→ Request 1: Report every line of the entries below that contains the string "salad", copying each line in full. Match case exactly.

Weed Management: Is Wyoming’s Hemp Industry Losing Its Buzz?

The Wyoming Department of Agriculture has issued fewer licenses to grow hemp each year since the program began, but advocates say the industry needs time to grow.

September 29, 20225 min read

A hemp crop west of Powell was grown during the first season for the crop in Wyoming in 2021.
A hemp crop west of Powell was grown during the first season for the crop in Wyoming in 2021. (Cowboy State Daily Staff)

Since the Wyoming Legislature cleared the way for hemp farming in the Cowboy State, it appears something may be harshing the fledgling industry’s buzz.

To grow hemp in Wyoming, a farmer needs a license from the Wyoming Department of Agriculture, and just 22 operations are licensed to grow hemp in the state this year. That’s down from 25 in 2021 and 28 in 2020.

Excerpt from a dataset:
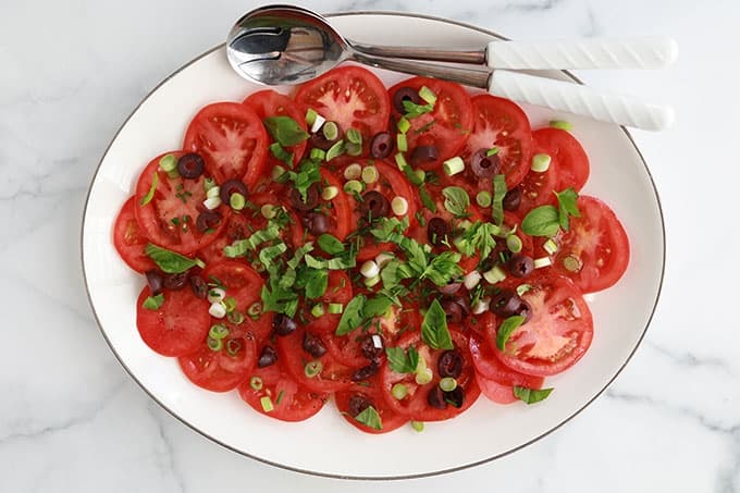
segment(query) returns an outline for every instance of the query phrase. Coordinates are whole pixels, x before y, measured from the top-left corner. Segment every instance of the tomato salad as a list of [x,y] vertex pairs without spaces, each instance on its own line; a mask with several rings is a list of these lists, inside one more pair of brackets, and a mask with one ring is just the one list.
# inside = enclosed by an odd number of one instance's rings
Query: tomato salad
[[333,400],[365,432],[421,430],[481,393],[540,402],[589,349],[583,294],[629,243],[588,176],[565,122],[343,66],[202,108],[113,242],[146,276],[141,340],[196,385],[285,421]]

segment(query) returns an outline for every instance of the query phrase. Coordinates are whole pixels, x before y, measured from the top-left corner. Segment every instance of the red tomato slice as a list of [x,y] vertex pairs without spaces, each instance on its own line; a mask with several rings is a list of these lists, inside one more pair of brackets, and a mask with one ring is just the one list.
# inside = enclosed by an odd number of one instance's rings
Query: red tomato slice
[[[383,392],[378,377],[370,379],[366,383],[367,385],[353,385],[346,391],[337,392],[334,396],[336,408],[349,424],[366,433],[380,434],[396,430],[408,422],[408,416],[394,412],[391,406],[387,405],[383,398]],[[362,424],[351,416],[349,403],[357,398],[365,399],[366,403],[369,403],[378,411],[382,427],[380,430]]]
[[[354,370],[338,363],[329,353],[320,358],[314,358],[304,349],[304,334],[311,332],[321,336],[320,332],[309,323],[305,328],[298,328],[291,335],[278,337],[278,355],[285,365],[285,369],[296,382],[317,392],[336,392],[348,389],[351,382]],[[325,335],[322,336],[322,338]],[[322,370],[316,377],[307,377],[305,372],[306,363],[319,360]]]
[[335,69],[298,88],[296,102],[312,108],[326,121],[335,122],[342,133],[356,128],[363,147],[385,131],[391,102],[385,86],[375,74],[360,66]]
[[[570,229],[556,243],[553,268],[570,278],[583,293],[613,286],[629,264],[629,239],[609,207],[594,197],[578,197],[580,218],[570,218]],[[570,268],[570,269],[568,269]]]
[[[184,152],[168,153],[180,159]],[[134,207],[136,221],[152,243],[180,254],[193,254],[215,241],[226,225],[225,220],[231,209],[220,206],[215,210],[222,215],[219,224],[206,233],[198,231],[196,227],[198,215],[206,209],[202,205],[206,200],[203,181],[209,175],[209,169],[206,168],[206,173],[196,180],[180,176],[170,178],[159,169],[159,161],[164,156],[166,153],[152,159],[138,178],[135,196],[137,204],[141,204],[149,194],[155,174],[158,182],[151,201],[141,207]]]
[[195,353],[211,326],[207,301],[196,298],[193,291],[164,291],[164,303],[156,309],[144,308],[151,296],[145,286],[136,301],[136,326],[141,340],[162,356],[185,356]]
[[[466,163],[480,149],[498,148],[499,173],[506,176],[506,187],[514,188],[529,171],[532,156],[532,130],[527,115],[515,102],[491,95],[472,98],[472,133],[462,153]],[[492,178],[478,178],[470,165],[461,177],[476,193],[493,189]]]
[[[249,95],[249,97],[243,101],[243,104],[251,108],[262,121],[268,116],[289,116],[298,123],[298,126],[308,131],[306,127],[306,115],[298,109],[295,101],[272,89],[264,89]],[[271,138],[270,133],[268,133],[268,139],[270,143],[274,141],[274,139]],[[293,152],[293,163],[298,164],[306,150],[306,140],[295,146],[286,147],[285,150],[287,152]],[[272,152],[268,151],[267,169],[272,170],[274,165],[284,167],[285,163],[275,158]]]
[[264,169],[268,134],[257,114],[238,102],[215,102],[198,111],[185,132],[183,148],[198,152],[221,180],[257,183]]
[[134,208],[137,206],[135,198],[131,197],[121,208],[113,226],[113,246],[126,266],[136,272],[146,272],[155,268],[155,262],[144,252],[149,238],[136,222]]
[[[468,340],[460,332],[457,332],[454,326],[451,325],[451,329],[453,329],[451,330],[453,345],[464,359],[462,373],[456,379],[457,385],[461,387],[465,393],[462,406],[456,408],[452,405],[447,405],[445,409],[437,409],[429,405],[427,402],[429,392],[440,384],[437,363],[444,349],[431,349],[421,342],[419,332],[411,332],[400,337],[397,347],[407,349],[408,347],[414,346],[419,352],[419,357],[423,357],[427,361],[427,367],[432,369],[434,378],[430,383],[419,385],[415,381],[414,373],[396,373],[386,361],[381,369],[383,396],[385,397],[387,405],[395,412],[408,416],[416,421],[442,421],[464,412],[476,402],[476,399],[478,399],[480,389],[476,383],[476,372],[472,359],[470,358],[470,353],[468,352]],[[408,391],[408,395],[400,400],[396,399],[391,391],[396,383],[403,383]]]
[[[408,143],[408,156],[410,157],[417,146],[435,146],[439,160],[421,164],[424,170],[434,170],[442,162],[454,156],[465,145],[468,134],[473,125],[473,112],[470,96],[467,90],[454,83],[428,77],[412,77],[402,81],[388,89],[391,100],[402,87],[409,87],[416,91],[427,86],[436,95],[434,110],[409,120],[411,127],[406,133]],[[395,111],[395,119],[402,114]],[[395,128],[391,128],[392,133]]]
[[504,350],[496,347],[496,332],[486,331],[489,346],[513,370],[541,377],[559,373],[591,345],[591,311],[567,278],[545,273],[527,283],[532,288],[521,297],[532,308],[532,318],[511,333]]
[[247,378],[255,366],[256,354],[252,338],[230,334],[223,340],[222,349],[212,350],[203,342],[197,352],[181,356],[177,362],[185,377],[196,385],[212,392],[227,392]]
[[208,264],[200,275],[209,286],[222,287],[226,292],[226,298],[236,300],[236,310],[245,316],[244,329],[248,337],[254,337],[258,344],[268,338],[274,313],[249,315],[261,310],[260,293],[264,285],[264,280],[252,268],[239,261],[224,260]]
[[[251,379],[261,380],[262,387],[255,390]],[[239,385],[239,395],[255,410],[281,421],[303,421],[321,410],[329,400],[329,394],[311,391],[299,385],[285,371],[280,361],[267,367],[256,368]],[[269,397],[272,410],[264,410],[262,398]]]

→ Request 2: Finish out the next part of the article on Wyoming's hemp industry, starting after its last sentence above.

→ Final answer 1:
segment(query) returns an outline for every instance of the query phrase. Coordinates are whole pixels, x before y, measured from the top-left corner. Segment every instance of the tomato salad as a list of [x,y] vertex pairs without spaces, each instance on its own line; a mask with several rings is a list of these lists, inside one more pair of brackets, and a mask with one ring is just the one list.
Query: tomato salad

→ Final answer 2:
The number of acres licensed for hemp was a little less than 314 this year compared to 789 in 2021. Official figures on how many licensees grew a hemp crop this year won’t be known until next year, but of the 25 operations licensed in 2021, only 12 actually planted hemp. 

Weeding Out Amateurs 

Justin Loeffler with GreenTree Ag LLC said the industry faces some challenges, but the decline in licenses doesn’t signal that the Wyoming hemp industry is failing. 

“It’s going through its trial-and-error period, that’s for darn sure. What we’re seeing is the industry is finally starting to weed itself out,” Loeffler said.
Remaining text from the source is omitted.